4. Peux-tu nous parler de ton travail dans l’Association Manoj ?

Depuis que je travaille avec l’Association Manoj, en tant que co-coordinateur, j’essaye d’aller dans les zones reculées, d’aller dans les structures de santé, les écoles, les villages, avec des touristes français qui viennent via l’Association Manoj et Thierry. Nous visitons les villages et nous recensons les besoins des personnes pauvres et malades. Nous coopérons avec les locaux, mais aussi avec le gouvernement local pour résoudre les problèmes, réaliser des programmes de trek médicaux, organiser différents camps de santé en accord avec les souhaits des locaux. Je liste les patients pendant les treks médicaux, puis je les suis, je les accompagne à l’hôpital lorsque c’est nécessaire. S’il y a une catastrophe naturelle, nous coopérons avec le département du gouvernement concerné, nous leur proposons notre aide. Enfin, je fais le lien avec l’administration pour obtenir les autorisations nécessaires pour réaliser nos actions.

 

5. Peux-tu nous parler de l’évolution des activités de l’Association Manoj depuis sa création ?

● DONNÉES
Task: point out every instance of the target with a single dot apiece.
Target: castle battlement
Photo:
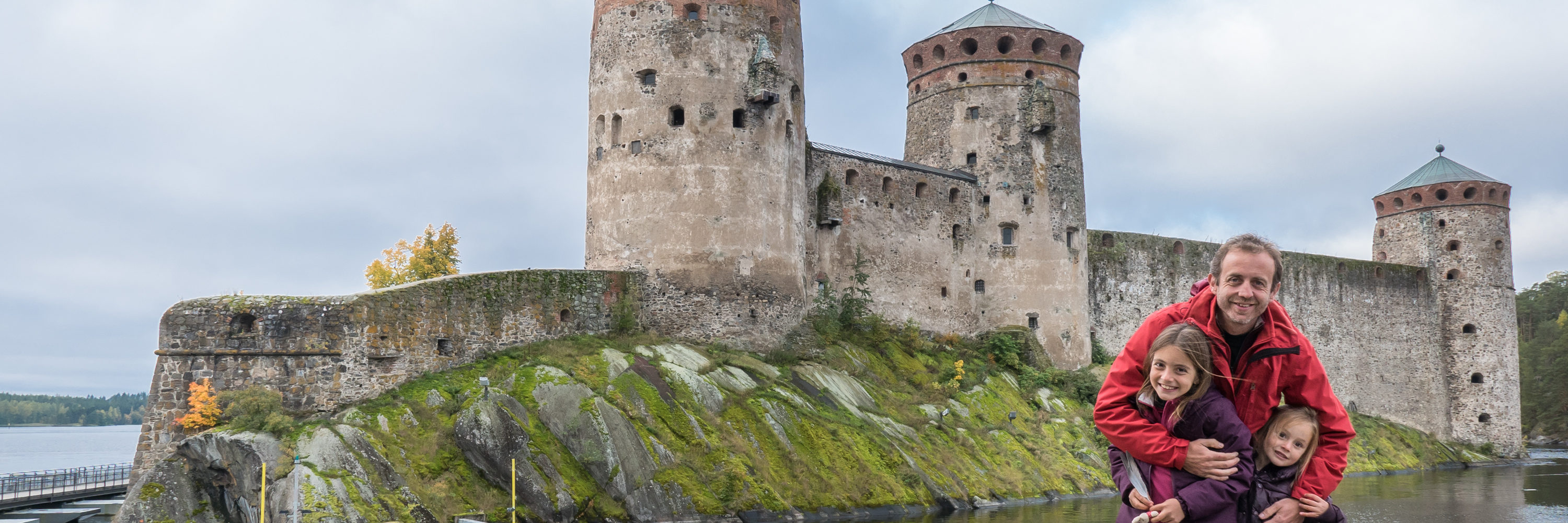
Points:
(712, 217)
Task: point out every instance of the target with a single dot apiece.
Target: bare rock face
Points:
(609, 447)
(211, 478)
(217, 478)
(491, 436)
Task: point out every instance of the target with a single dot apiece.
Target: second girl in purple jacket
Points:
(1178, 393)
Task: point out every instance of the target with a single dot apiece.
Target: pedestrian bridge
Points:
(63, 484)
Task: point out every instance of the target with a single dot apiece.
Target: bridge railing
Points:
(51, 483)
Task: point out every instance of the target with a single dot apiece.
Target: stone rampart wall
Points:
(322, 353)
(1376, 326)
(918, 269)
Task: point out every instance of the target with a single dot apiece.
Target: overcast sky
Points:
(156, 151)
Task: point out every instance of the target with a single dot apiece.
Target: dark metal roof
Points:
(993, 15)
(894, 162)
(1440, 170)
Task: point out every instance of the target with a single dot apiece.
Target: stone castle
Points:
(712, 217)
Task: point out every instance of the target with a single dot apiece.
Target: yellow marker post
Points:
(513, 491)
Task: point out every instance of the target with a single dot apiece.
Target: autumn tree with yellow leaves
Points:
(204, 409)
(429, 256)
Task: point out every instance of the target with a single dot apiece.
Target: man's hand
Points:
(1170, 513)
(1205, 462)
(1139, 502)
(1313, 506)
(1283, 511)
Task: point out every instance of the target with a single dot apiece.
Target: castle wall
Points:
(918, 269)
(1459, 233)
(1376, 326)
(709, 201)
(1010, 115)
(324, 353)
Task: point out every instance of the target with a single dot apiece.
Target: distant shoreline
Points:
(74, 425)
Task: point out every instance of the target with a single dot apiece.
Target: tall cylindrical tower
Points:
(996, 95)
(697, 159)
(1454, 222)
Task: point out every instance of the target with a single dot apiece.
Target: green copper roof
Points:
(993, 15)
(1438, 172)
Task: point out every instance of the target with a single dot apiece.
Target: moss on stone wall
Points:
(774, 447)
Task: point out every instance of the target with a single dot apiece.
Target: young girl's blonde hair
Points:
(1278, 420)
(1192, 343)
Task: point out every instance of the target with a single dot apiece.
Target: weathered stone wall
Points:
(324, 353)
(1376, 326)
(1459, 233)
(918, 269)
(681, 184)
(1002, 103)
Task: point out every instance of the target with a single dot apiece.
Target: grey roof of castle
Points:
(894, 162)
(993, 15)
(1440, 170)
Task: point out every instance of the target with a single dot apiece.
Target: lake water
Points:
(43, 448)
(1489, 494)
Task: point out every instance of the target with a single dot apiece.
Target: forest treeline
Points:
(71, 411)
(1543, 357)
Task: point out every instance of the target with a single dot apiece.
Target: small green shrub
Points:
(256, 409)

● TÂCHE À RÉALISER
Rédigez la suite de l'entretien sur l'Association Manoj, en commençant immédiatement après sa dernière phrase.

● RÉSULTAT
Depuis sa création, l’Association Manoj a fait un super travail dans le secteur de la santé et de l’éducation, plus spécialement dans les régions de Gorkha, du Ramechhap et de Lamjung, et aujourd’hui dans d’autres régions. C’est une petite association qui fait beaucoup d’actions malgré sa taille. L’association a fourni des ambulances aux dispensaires de Simjung et Bachchek, elle a établi un laboratoire dans le dispensaire de Simjung. Elle a aussi distribué de nombreux équipements de santé pour plusieurs dispensaires situés dans des villages reculés. En 2015, Manoj a fourni des bâches plastiques et des taules pour 700 maisons, mais aussi de la nourriture, sans compter toutes les personnes qui ont pu être traitées pour différentes maladies. Les habitants du district de Gorkha connaissent donc bien l’Association Manoj.

 

6. Peux-tu nous parler de la création de Mutu Foundation et ses liens avec l’Association Manoj ?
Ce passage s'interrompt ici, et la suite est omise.